选段:
►

来源:The Urban Institute

为什么关注囚犯写作?为什么要关注监狱问题?如果我们将视野扩展到整个美国监狱的发展史,以及监狱与文学、社会变革、民权运动间错综复杂的关系,我们就能理解,监狱之于整个社会不是一个孤立的存在。而对于美国囚犯写作的关注,对我们来说也是一种有益的镜鉴。如今,得益于创意写作课程的日益成熟,一批学者进入监狱高墙内,用写作唤醒了囚犯们的过去,也让他们获得了某种层面上的“救赎”。

本课程的主讲人Doran Larson为美国汉密尔顿学院英文与创意写作专业教授,在长达六周的学习日程内,他对1790年后的美国监狱进行了一次概览式梳理,并选取其中富有代表性的囚犯作家进行解读。我们所熟知的杰克·伦敦,马丁·路德·金等都有过牢狱生活。这些经历促使不少囚犯反思监狱体制,拿起笔书写这些牢狱经历,其中一批写作者之后更成为了坚定的监狱改革倡导者。

两种模式主导美国监狱设计理念

美国监狱的环境和整体设计思想在历史上经历了几次反复变化,尽管如今的美国监狱是一座体量巨大的利维坦,其中囚犯受到的不人道待遇更为社会诟病,但实际上,早期的美国监狱与传统欧洲强调严刑峻法的监狱是迥然不同的。

当时有两种模式主导了美国监狱的设计理念,它们分别是宾夕法尼亚模式(Pennsylvania System)奥本模式(Auburn System)

◄

任务指令:
1. 根据选段,课程主讲人Doran Larson在哪所学校任教?
2. 把选段中的一部分重写一遍,从含有“本课程的主讲人Doran L”的地方开始,到“严刑峻法的监狱是迥然不同的。”为止,并将其中的“六周”替换为“八周”。

点位标注记录
►

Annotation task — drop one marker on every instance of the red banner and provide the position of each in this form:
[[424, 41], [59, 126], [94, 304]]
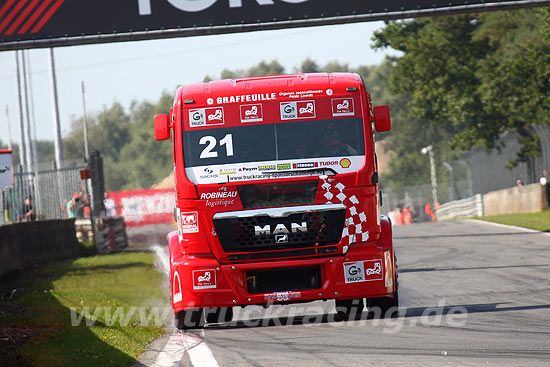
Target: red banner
[[142, 207]]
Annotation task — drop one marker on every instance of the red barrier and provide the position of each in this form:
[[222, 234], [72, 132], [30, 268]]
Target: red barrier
[[142, 207]]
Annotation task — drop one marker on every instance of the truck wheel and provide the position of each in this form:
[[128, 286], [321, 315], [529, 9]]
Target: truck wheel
[[218, 314], [190, 319], [384, 307], [349, 308]]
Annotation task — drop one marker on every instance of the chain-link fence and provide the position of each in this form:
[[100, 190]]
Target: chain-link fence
[[479, 173], [489, 172], [50, 193]]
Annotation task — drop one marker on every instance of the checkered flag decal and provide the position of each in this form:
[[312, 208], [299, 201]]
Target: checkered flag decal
[[353, 229]]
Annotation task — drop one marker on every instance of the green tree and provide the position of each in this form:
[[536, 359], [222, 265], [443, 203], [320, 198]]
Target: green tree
[[475, 76]]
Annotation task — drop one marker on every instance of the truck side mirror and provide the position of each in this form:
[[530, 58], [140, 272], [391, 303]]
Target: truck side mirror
[[382, 120], [162, 127]]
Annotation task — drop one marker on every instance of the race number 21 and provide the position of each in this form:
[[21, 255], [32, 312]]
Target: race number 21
[[211, 142]]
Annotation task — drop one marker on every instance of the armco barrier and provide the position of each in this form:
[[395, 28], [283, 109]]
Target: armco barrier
[[23, 244], [517, 199], [465, 208]]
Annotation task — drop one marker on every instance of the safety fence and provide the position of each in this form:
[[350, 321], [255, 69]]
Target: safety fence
[[465, 208], [49, 192], [24, 244], [518, 199]]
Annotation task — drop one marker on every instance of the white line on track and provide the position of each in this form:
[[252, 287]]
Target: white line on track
[[190, 341], [508, 226]]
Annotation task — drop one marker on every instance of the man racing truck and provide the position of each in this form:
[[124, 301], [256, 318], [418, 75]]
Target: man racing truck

◄

习题解答:
1. 美国汉密尔顿学院。

2.
本课程的主讲人Doran Larson为美国汉密尔顿学院英文与创意写作专业教授,在长达八周的学习日程内,他对1790年后的美国监狱进行了一次概览式梳理,并选取其中富有代表性的囚犯作家进行解读。我们所熟知的杰克·伦敦,马丁·路德·金等都有过牢狱生活。这些经历促使不少囚犯反思监狱体制,拿起笔书写这些牢狱经历,其中一批写作者之后更成为了坚定的监狱改革倡导者。

两种模式主导美国监狱设计理念

美国监狱的环境和整体设计思想在历史上经历了几次反复变化,尽管如今的美国监狱是一座体量巨大的利维坦,其中囚犯受到的不人道待遇更为社会诟病,但实际上,早期的美国监狱与传统欧洲强调严刑峻法的监狱是迥然不同的。